[Opening Extracted text section]

Investigating the feasibility of infrared (IR) molecular fingerprinting as a potential health-screening tool, scientists from Ludwig-Maximilians-Universität München and the Max Planck Institute of Quantum Optics applied Fourier transform infrared (FTIR) spectroscopy and machine learning to profile more than 5,100 blood plasma samples from a naturally heterogeneous patient population.

The approach could one day boost the efficiency and speed of medical diagnostic routines.

Optical molecular fingerprinting

A point-of-care device that tests for numerous medical conditions at once has long been desirable for high-throughput health diagnostics.

Mihaela Žigman and her colleagues in Germany aimed to devise a new minimally-invasive screening and risk-assessment tool that would contribute to advancing health diagnostics.

They chose to explore a concept based on FTIR spectroscopy, which produces an IR spectrum with absorption peaks corresponding to the vibrational frequencies of molecular fragments. The IR absorption spectrum can be thought of as a molecular fingerprint that is characteristic of a sample’s overall molecular composition.

[Closing Extracted text section]

• [Task details]:
Transcribe everything in the passage on infrared blood-plasma fingerprinting from "Optical molecular fingerprinting" down to "advancing health diagnostics.".

[Opening Record excerpts section]

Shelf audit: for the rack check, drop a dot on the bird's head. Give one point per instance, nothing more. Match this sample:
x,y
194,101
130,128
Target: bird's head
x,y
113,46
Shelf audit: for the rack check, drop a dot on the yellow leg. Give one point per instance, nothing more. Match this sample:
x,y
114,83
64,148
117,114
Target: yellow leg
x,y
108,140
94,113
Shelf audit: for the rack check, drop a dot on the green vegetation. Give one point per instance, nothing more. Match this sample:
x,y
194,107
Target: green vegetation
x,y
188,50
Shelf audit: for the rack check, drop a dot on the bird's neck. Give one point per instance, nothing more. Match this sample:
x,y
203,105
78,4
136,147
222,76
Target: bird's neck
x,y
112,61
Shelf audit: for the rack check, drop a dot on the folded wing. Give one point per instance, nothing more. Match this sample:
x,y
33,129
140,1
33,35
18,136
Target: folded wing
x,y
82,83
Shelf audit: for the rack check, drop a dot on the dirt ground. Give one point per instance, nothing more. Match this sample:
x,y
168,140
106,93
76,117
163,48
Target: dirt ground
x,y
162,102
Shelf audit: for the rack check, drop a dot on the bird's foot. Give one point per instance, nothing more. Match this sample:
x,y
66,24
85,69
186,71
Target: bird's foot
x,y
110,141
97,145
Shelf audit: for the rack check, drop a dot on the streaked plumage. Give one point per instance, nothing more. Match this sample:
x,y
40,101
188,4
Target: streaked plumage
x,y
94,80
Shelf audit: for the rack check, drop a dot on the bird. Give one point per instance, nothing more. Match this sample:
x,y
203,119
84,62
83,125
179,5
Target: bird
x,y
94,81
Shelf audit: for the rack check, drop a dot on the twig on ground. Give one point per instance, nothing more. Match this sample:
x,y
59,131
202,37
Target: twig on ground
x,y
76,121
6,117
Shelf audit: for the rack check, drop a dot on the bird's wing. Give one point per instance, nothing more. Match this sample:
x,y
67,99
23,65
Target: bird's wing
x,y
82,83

[Closing Record excerpts section]

• [Written answer]:
Optical molecular fingerprinting

A point-of-care device that tests for numerous medical conditions at once has long been desirable for high-throughput health diagnostics.

Mihaela Žigman and her colleagues in Germany aimed to devise a new minimally-invasive screening and risk-assessment tool that would contribute to advancing health diagnostics.